** Source material follows **
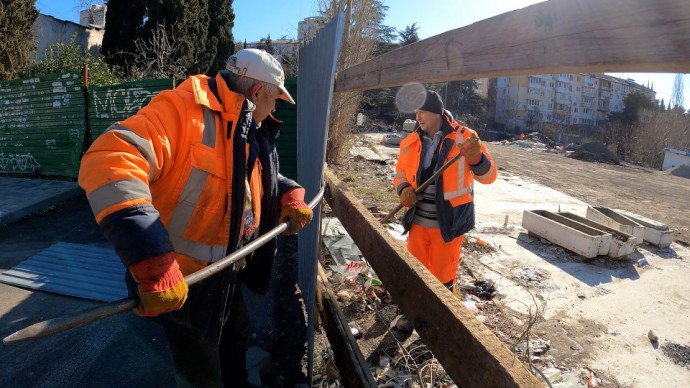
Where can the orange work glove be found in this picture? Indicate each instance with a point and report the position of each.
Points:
(408, 197)
(295, 210)
(471, 149)
(160, 283)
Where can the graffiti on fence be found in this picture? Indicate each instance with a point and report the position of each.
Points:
(117, 103)
(18, 162)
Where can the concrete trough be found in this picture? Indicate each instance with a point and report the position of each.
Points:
(655, 232)
(614, 220)
(622, 244)
(571, 235)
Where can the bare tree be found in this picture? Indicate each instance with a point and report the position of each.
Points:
(677, 99)
(164, 63)
(363, 28)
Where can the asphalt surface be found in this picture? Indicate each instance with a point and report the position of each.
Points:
(124, 350)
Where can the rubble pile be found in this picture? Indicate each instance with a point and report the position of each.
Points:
(682, 171)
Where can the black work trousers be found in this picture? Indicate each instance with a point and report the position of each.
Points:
(202, 363)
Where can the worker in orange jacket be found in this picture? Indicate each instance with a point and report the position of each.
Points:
(438, 219)
(180, 185)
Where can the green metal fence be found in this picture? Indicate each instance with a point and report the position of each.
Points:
(109, 104)
(42, 125)
(287, 141)
(44, 121)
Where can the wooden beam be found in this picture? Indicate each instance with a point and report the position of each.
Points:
(353, 368)
(556, 36)
(467, 349)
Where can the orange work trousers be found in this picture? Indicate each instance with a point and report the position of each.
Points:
(438, 256)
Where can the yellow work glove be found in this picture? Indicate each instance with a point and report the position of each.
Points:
(408, 197)
(471, 148)
(295, 210)
(160, 283)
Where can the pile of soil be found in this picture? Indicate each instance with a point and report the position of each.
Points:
(682, 171)
(595, 152)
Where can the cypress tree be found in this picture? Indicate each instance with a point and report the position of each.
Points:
(220, 30)
(17, 18)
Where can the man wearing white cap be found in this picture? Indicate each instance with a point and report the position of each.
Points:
(189, 179)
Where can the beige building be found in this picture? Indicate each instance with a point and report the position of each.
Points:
(50, 31)
(578, 104)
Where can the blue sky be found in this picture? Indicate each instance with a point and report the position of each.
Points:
(255, 19)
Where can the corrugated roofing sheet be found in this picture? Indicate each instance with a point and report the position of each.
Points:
(77, 270)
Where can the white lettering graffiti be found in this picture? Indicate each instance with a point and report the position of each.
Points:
(121, 102)
(18, 162)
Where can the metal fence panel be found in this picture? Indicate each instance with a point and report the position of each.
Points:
(109, 104)
(42, 125)
(315, 88)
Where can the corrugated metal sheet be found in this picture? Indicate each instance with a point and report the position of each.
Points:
(72, 269)
(42, 125)
(315, 88)
(287, 141)
(109, 104)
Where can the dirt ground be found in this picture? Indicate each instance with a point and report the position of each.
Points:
(582, 318)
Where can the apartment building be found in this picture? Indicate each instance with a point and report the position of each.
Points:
(577, 104)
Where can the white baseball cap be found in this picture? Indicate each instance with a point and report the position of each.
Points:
(259, 65)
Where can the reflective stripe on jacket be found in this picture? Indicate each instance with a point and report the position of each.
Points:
(172, 177)
(454, 188)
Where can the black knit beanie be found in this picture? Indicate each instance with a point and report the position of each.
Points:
(433, 103)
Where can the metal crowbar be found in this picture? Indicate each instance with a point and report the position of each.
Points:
(60, 324)
(423, 186)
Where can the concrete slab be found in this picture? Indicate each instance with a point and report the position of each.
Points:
(655, 232)
(622, 244)
(576, 237)
(21, 197)
(613, 219)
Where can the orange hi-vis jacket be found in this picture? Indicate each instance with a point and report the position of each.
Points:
(454, 188)
(175, 176)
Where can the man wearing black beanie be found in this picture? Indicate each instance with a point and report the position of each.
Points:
(438, 218)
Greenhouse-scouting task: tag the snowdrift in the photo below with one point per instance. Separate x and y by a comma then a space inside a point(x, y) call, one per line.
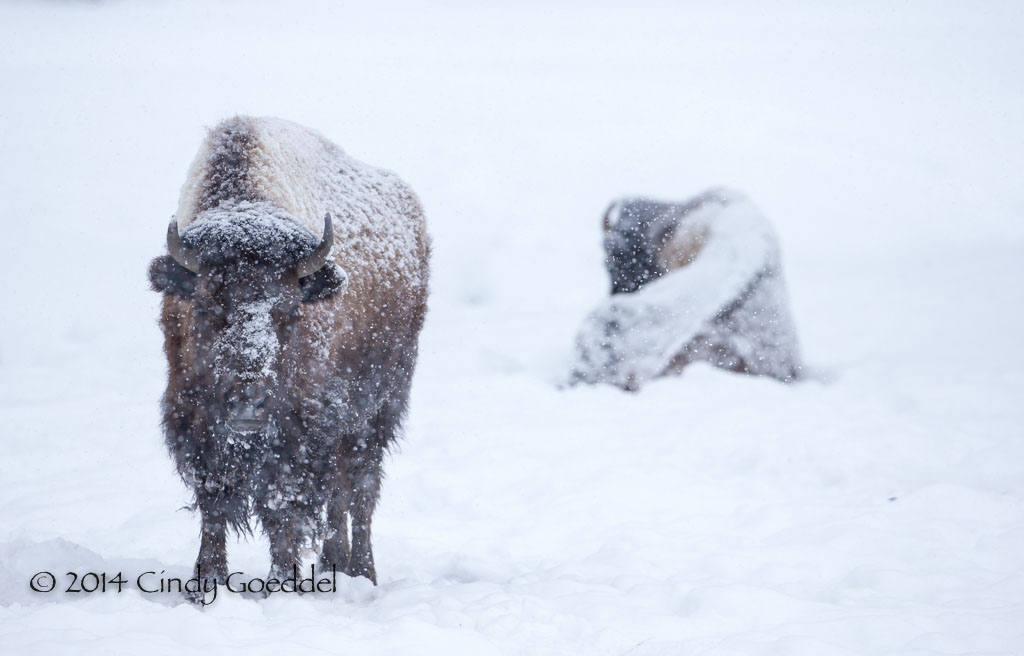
point(728, 307)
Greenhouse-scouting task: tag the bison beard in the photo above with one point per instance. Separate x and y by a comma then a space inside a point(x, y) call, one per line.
point(282, 401)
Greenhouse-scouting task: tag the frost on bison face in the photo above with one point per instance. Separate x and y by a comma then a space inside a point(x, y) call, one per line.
point(294, 294)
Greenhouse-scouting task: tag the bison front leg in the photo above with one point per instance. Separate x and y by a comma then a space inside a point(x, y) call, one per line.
point(363, 469)
point(286, 527)
point(211, 564)
point(212, 561)
point(335, 551)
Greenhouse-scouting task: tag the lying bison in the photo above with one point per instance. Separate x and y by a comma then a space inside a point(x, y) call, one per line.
point(294, 292)
point(694, 280)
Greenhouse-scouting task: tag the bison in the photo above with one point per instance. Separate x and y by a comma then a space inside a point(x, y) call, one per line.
point(295, 289)
point(694, 280)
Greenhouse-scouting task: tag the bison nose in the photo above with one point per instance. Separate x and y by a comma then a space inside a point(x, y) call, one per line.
point(247, 411)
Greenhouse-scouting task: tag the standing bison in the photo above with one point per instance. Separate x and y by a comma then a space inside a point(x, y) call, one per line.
point(295, 290)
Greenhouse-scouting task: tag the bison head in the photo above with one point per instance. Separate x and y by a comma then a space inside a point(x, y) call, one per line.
point(248, 274)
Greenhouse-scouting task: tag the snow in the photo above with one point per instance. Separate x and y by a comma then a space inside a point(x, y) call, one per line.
point(873, 509)
point(630, 339)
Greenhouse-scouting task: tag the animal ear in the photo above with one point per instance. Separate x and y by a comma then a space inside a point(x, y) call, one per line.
point(167, 276)
point(325, 282)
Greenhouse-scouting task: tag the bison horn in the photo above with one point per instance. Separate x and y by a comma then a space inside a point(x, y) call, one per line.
point(317, 258)
point(181, 254)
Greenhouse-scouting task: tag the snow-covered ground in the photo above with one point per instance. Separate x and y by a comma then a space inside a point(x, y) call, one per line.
point(875, 509)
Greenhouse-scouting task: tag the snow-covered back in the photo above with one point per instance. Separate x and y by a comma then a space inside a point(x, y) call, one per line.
point(630, 339)
point(296, 173)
** End of Source material **
Give back every entry in its exact wording, leaving the pictures out.

### Answer section
Where can the orange work glove be found in this picture? Indicate each instance with a point and report the position of each.
Points:
(408, 197)
(295, 210)
(471, 149)
(160, 283)
Where can the graffiti on fence be found in this picture? Indicate each instance with a point and report the position of each.
Points:
(117, 103)
(18, 162)
Where can the concrete trough be found in this picture? Indicate each instance with a point and report the position of each.
Points:
(655, 232)
(614, 220)
(622, 244)
(571, 235)
Where can the bare tree be found in this picture? Indicate each instance with a point and report the position of each.
Points:
(677, 99)
(164, 63)
(363, 28)
Where can the asphalt surface be found in this picture? Indicate each instance with a point and report the position of each.
Points:
(124, 350)
Where can the rubble pile be found in this picture? Indicate each instance with a point and report the position of each.
Points:
(682, 171)
Where can the black work trousers be found in this picture? Indicate each instance with a point and report the position of each.
Points:
(202, 363)
Where can the worker in orange jacket be found in this picture? Indicate each instance with a point and report the position of each.
Points:
(438, 219)
(180, 185)
Where can the green metal fence be found in this picture? Indicate each instance with a point and report the position of each.
Points:
(109, 104)
(42, 125)
(287, 141)
(44, 121)
Where can the wooden beam be found in this picture? Indicate each instance with a point and report the position of each.
Points:
(353, 368)
(556, 36)
(467, 349)
Where can the orange work trousers be found in this picture? Indicate each instance with a point and report the position of each.
Points:
(438, 256)
Where can the yellow work glove be found in this picture? Indicate each instance with a point and report the position of each.
Points:
(408, 197)
(471, 148)
(295, 210)
(160, 283)
Where can the pile of soil be found in this picture? Indicate each instance with a point and report the position of each.
Points:
(682, 171)
(595, 152)
Where can the cypress tree be found in this picture? Indicate each instance with a point and report the position of each.
Points:
(220, 30)
(17, 18)
Where can the man wearing white cap be found in this picture? Indicate each instance with a point and report the position of each.
Points:
(189, 179)
Where can the beige building be found in this picture? Indicate each instance with a point and report the position of each.
Points:
(50, 31)
(578, 104)
Where can the blue sky be found in this picture? Indicate each instance with a point and report the position of each.
Points:
(255, 19)
Where can the corrugated roofing sheet be found in this picture? Indicate each instance with a point and report the position of each.
Points:
(77, 270)
Where can the white lettering graffiti be found in this picture? Indicate each instance with a point and report the position of each.
Points:
(121, 102)
(18, 162)
Where can the metal fence panel be found in this picture? Indicate each instance with a point and report the position of each.
Points:
(109, 104)
(42, 125)
(315, 88)
Where can the corrugated metal sheet be found in this picture? Indicate each instance with a point and report the position of each.
Points:
(72, 269)
(42, 125)
(315, 88)
(287, 141)
(109, 104)
Where can the dirt ground be found in this picture? Indicate each instance with a point and report the position of each.
Points:
(582, 318)
Where can the apartment building be found in this picture? Indicate each instance with a point and report the position of each.
Points:
(577, 104)
Where can the white baseball cap be found in this picture? Indicate each instance with a point and report the position of each.
Points:
(259, 65)
Where can the reflective stripe on jacket be found in this picture? Indicate each instance with a point and report the position of each.
Points:
(172, 177)
(454, 188)
Where can the black knit beanie be found in this picture? Indicate each instance with a point and report the position of each.
Points:
(433, 103)
Where can the metal crowbar be found in this picture? Indicate each instance with a point and report the position of each.
Points:
(60, 324)
(423, 186)
Where can the concrete slab be found in this picture? Indicate each instance with a point and report the position of each.
Points:
(655, 232)
(622, 244)
(576, 237)
(21, 197)
(613, 219)
Where can the orange hi-vis jacket be found in this picture? Indicate each instance with a point and report the position of each.
Points:
(454, 188)
(175, 176)
Where can the man wearing black beanie be found in this picture? Indicate each instance with a point and report the position of each.
Points:
(438, 218)
Greenhouse-scouting task: tag the snowdrift in the photo below with one point per instance. Separate x and y by a comma then a space inside a point(x, y) call, one per line.
point(728, 307)
Greenhouse-scouting task: tag the bison beard in the photo above with one point per instance. Separate x and y by a comma then a space inside a point(x, y) call, one per line.
point(282, 401)
Greenhouse-scouting task: tag the frost on bison face in the photo above with one point per instance. Separate x and y by a comma then a space inside a point(x, y) call, one per line.
point(294, 294)
Greenhouse-scouting task: tag the bison front leg in the photo above with one point per instance. Separate x and y by a comma then a space inside a point(x, y) call, one per line.
point(363, 469)
point(286, 527)
point(211, 564)
point(212, 561)
point(335, 551)
Greenhouse-scouting task: tag the lying bison in the photo above with one point per instance. Separate x and y by a comma then a space inside a point(x, y) call, one per line.
point(294, 292)
point(694, 280)
Greenhouse-scouting task: tag the bison in the photo above with one point per instance. Separate x and y by a comma then a space inside a point(x, y) call, one per line.
point(295, 289)
point(694, 280)
Greenhouse-scouting task: tag the bison nose in the photo above with one point per instance. Separate x and y by a comma then a space inside a point(x, y) call, one per line.
point(247, 411)
Greenhouse-scouting task: tag the standing bison in the photo above with one point per instance. Separate x and y by a comma then a space inside a point(x, y) call, one per line.
point(295, 290)
Greenhouse-scouting task: tag the bison head in the photo above with one point per instance. Separate x and y by a comma then a space inside a point(x, y) call, one per line.
point(248, 274)
Greenhouse-scouting task: tag the snow in the photo above with one point per instance. Separate x and y by a comma then a space inside a point(x, y) call, one per line.
point(873, 509)
point(630, 339)
Greenhouse-scouting task: tag the animal ear in the photo above with one point per instance. Separate x and y by a comma then a space inside a point(x, y) call, one per line.
point(167, 276)
point(325, 282)
Greenhouse-scouting task: tag the bison horn in the photo above with one point per instance. Separate x and y by a comma then a space inside a point(x, y) call, one per line.
point(317, 258)
point(181, 254)
Greenhouse-scouting task: tag the snow-covered ground in the photo above with one point per instance. Separate x and y by a comma then a space inside a point(x, y) call, one per line.
point(875, 509)
Greenhouse-scouting task: tag the snow-covered back in the photo above with one point per instance. Separate x and y by a comma then a space inside a point(x, y) call, one per line.
point(630, 339)
point(296, 173)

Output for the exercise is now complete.